SELECTED EXCERPT
On May 26, US Immigration and Customs Enforcement (ICE) agents
arrested 25 Mexican immigrants working on the premises of a
DuPont Co. chemical plant in Memphis, Tennessee. The workers were
employed by Lucite International Inc., and by Arkema, the
chemical unit of French oil company Total SA, at an industrial
park complex owned by DuPont. None of the men arrested was a
DuPont employee or contractor, according to Tennessee DuPont
spokesperson Chris Caldwell. DuPont cooperated with ICE to
arrange on-site screenings of workers at the plant. The raid was
carried out by ICE special agents with agents and officers of the
Federal Bureau of Investigation (FBI) and the Shelby County
Sheriff's Office. The arrested workers had used fraudulent
documents and made false statements to gain employment with
Lucite and Arkema. Some were also identified as having illegally
re-entered the country after being previously deported. David
Kustoff, the US Attorney for the Western District of Tennessee,
will be evaluating each case for possible federal criminal
prosecution. [ICE News Release 6/6/06; AP 6/6/06]

*2. WICHITA RECYCLING FIRMS RAIDED

On June 6, ICE special agents arrested 11 immigrant workers at
three scrap metal businesses in Wichita, Kansas. The raids were
carried out in coordination with the Wichita Police Department,
which served simultaneous search and arrest warrants at American
Can Inc. and two locations of Kansas Can Inc. The raids followed
an undercover Wichita police investigation into whether the three
companies were bilking customers by cheating on the weight of the
recycled scrap metal they purchase. Wichita police sought ICE
assistance because they suspected a number of the employees at
all three locations were not authorized to work in the US.

STORED DATA
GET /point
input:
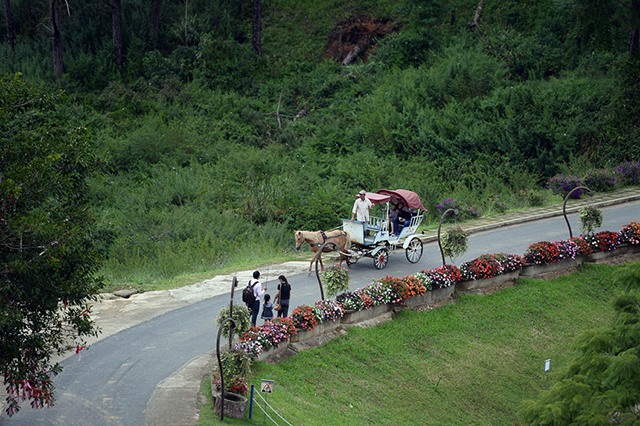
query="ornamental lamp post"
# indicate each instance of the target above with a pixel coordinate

WORK INSTRUCTIONS
In the immigration raids excerpt, which companies employed the 25 workers arrested at the Memphis plant? The material after the text stands apart from it.

EXERCISE OUTPUT
Lucite International Inc. and Arkema, the chemical unit of French oil company Total SA.